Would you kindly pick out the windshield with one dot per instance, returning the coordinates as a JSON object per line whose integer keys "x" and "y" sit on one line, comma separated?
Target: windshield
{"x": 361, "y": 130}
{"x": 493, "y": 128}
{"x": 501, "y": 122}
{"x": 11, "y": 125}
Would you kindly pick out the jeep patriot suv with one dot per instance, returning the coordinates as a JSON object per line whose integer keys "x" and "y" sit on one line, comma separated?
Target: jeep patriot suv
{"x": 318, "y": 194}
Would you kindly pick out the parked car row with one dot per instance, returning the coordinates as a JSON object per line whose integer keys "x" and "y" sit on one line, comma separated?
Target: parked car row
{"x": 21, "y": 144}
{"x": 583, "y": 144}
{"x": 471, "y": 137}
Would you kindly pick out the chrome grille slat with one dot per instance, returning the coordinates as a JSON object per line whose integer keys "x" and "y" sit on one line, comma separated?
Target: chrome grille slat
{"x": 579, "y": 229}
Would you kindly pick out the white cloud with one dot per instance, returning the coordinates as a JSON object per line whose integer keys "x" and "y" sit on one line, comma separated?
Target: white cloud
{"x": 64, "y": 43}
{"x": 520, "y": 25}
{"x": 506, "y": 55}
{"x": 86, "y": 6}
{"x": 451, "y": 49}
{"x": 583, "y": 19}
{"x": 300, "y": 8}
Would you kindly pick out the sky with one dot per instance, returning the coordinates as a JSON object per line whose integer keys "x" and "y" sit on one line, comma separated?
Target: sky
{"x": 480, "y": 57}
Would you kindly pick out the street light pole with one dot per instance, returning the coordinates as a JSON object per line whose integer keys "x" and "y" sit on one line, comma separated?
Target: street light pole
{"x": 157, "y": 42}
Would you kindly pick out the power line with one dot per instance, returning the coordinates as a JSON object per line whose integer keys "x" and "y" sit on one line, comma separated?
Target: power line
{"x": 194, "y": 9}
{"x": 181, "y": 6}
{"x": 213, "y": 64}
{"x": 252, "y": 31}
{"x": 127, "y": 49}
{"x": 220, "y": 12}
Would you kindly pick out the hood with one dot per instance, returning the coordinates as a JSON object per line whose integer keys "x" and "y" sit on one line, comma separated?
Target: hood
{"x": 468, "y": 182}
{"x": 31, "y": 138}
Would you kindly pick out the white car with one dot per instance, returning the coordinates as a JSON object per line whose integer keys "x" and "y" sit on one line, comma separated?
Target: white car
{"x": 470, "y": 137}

***

### YOUR INSTRUCTIONS
Could you restate every entry verbatim, please?

### SOLUTION
Would you kindly pick out the windshield with one dot per instance, returning the coordinates as a JSON object per line whose integer keys "x" and "y" sit on one line, comma separated?
Target: windshield
{"x": 361, "y": 130}
{"x": 493, "y": 128}
{"x": 501, "y": 122}
{"x": 11, "y": 125}
Would you kindly pick out the jeep patriot suv with one dot per instance, returning the coordinates as a JSON object per line whose integer keys "x" and "y" sit on one line, comma separated?
Target: jeep patriot suv
{"x": 318, "y": 194}
Would you kindly pick out the parked car row with one dot per instance, returning the coordinates as a JSON object per line whose integer keys "x" and "y" sit on one line, comma separated?
Target: parked car row
{"x": 21, "y": 144}
{"x": 583, "y": 144}
{"x": 471, "y": 137}
Would you kindly pick out the chrome grille slat with one dot per instance, returning the coordinates as a JSON object per line whose integer keys "x" and "y" sit on one line, comma separated?
Target: chrome grille slat
{"x": 579, "y": 229}
Would you kindly pick out the white cloud with one dot per instance, returning the coordinates as a JSON object per line whose integer keys "x" and "y" sit on one line, comma separated?
Target: white cloud
{"x": 64, "y": 43}
{"x": 520, "y": 25}
{"x": 506, "y": 55}
{"x": 86, "y": 6}
{"x": 451, "y": 49}
{"x": 583, "y": 19}
{"x": 300, "y": 8}
Would you kindly pick out the sky with one dot per instance, returning the coordinates as a JSON object per line whose integer keys "x" and "y" sit on one line, comma separated?
Target: sky
{"x": 480, "y": 57}
Would you kindly pick out the street light pole with one dot per instance, returning the coordinates as a JSON object per line whose integer keys "x" and "y" sit on one line, comma separated?
Target: street light pole
{"x": 157, "y": 42}
Would you kindly pick out the power line with one dot per instance, returning the coordinates as a JSON object per line whose integer keys "x" and "y" sit on one line, comma separated?
Target: power line
{"x": 194, "y": 9}
{"x": 181, "y": 6}
{"x": 213, "y": 64}
{"x": 252, "y": 31}
{"x": 127, "y": 49}
{"x": 220, "y": 12}
Would you kindly pick out the hood with one dot per instance, returning the coordinates as a JSON object per line whose integer keys "x" and "y" sit on one line, comma separated?
Target: hood
{"x": 468, "y": 182}
{"x": 31, "y": 138}
Would you kindly pick out the white car with one dot per instance, returning the coordinates as a JSON object per line whose integer keys "x" and "y" sit on one line, comma separated?
Target: white car
{"x": 470, "y": 137}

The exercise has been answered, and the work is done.